▶ CONSEGNA:
Secondo il testo su Grimes, con quali strumenti andava in giro per fare tutto da sé?

Aveva lo stile: una principessina amazzone vegan ecologista, accessoriata sci-fi dai capelli cangianti, improbabili smalti, un visino e una magrezza che toglievano ai suoi già pochi (ventidue) anni. Una delle più riuscite combinazioni autoprodotte tra innocenza susanna-tutta-panna e aggressività stile capelli rasati di lato e frangetta da fellatio, che molte cosplayer-suicide se la sognano.

Ma Grimes sapeva essere più che un'eccentrica cantante dream pop nettamente sopra la media tecnica-espressiva del cantato dream pop, da Fraser in poi. E già sarebbe stato sufficiente. Era una cantautrice postmoderna, andava in giro in botta con microfono, sintetizzatori e drum machine varie, a fare tutto da sé. Come solo i grandi talenti, e i completamente pazzi, possono permettersi di fare.

▶ DATI FORNITI:
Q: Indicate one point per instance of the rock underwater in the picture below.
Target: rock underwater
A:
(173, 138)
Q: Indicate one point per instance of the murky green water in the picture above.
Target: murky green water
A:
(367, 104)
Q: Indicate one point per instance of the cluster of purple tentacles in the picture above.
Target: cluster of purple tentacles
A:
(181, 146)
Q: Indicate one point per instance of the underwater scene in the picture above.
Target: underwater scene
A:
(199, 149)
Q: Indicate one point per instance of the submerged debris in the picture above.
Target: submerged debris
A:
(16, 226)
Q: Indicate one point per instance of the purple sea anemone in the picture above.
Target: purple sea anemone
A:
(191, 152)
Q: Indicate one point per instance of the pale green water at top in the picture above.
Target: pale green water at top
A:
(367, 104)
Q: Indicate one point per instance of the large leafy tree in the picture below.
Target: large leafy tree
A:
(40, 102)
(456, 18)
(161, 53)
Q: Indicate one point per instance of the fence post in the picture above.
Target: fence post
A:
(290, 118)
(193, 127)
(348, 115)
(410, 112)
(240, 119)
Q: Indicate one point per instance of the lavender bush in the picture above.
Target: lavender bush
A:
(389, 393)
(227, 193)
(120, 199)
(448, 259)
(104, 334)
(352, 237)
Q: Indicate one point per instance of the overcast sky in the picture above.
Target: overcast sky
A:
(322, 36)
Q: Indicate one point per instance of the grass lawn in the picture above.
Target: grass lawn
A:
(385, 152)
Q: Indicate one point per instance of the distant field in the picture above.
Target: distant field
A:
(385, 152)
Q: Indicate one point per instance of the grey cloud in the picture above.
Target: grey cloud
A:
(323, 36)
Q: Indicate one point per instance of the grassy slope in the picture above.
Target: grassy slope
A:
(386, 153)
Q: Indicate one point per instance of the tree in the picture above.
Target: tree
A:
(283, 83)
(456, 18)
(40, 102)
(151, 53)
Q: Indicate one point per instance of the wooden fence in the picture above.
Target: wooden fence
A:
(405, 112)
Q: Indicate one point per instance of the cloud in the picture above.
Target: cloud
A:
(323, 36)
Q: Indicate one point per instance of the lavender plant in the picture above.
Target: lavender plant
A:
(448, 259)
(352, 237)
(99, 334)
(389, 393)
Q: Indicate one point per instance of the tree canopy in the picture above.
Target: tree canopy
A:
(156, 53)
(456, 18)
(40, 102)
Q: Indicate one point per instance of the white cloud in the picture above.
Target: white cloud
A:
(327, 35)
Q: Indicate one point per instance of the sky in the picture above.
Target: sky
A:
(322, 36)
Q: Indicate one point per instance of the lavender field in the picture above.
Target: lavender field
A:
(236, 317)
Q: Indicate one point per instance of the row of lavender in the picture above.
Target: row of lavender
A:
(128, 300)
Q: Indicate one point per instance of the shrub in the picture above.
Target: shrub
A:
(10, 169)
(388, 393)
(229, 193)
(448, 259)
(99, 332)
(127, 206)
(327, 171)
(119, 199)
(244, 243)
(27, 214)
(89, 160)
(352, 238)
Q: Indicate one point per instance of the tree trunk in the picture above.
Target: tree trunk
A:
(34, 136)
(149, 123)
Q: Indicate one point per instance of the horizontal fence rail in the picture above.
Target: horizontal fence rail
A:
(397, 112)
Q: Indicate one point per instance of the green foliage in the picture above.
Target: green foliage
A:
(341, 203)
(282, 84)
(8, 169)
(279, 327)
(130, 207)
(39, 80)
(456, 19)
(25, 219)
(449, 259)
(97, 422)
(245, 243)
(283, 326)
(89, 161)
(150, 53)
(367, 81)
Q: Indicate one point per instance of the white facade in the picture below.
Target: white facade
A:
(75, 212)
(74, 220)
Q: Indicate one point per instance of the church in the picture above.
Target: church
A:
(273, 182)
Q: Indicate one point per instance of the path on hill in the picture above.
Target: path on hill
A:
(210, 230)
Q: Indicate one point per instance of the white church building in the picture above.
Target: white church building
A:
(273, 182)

▶ SOLUZIONE:
Con microfono, sintetizzatori e drum machine varie.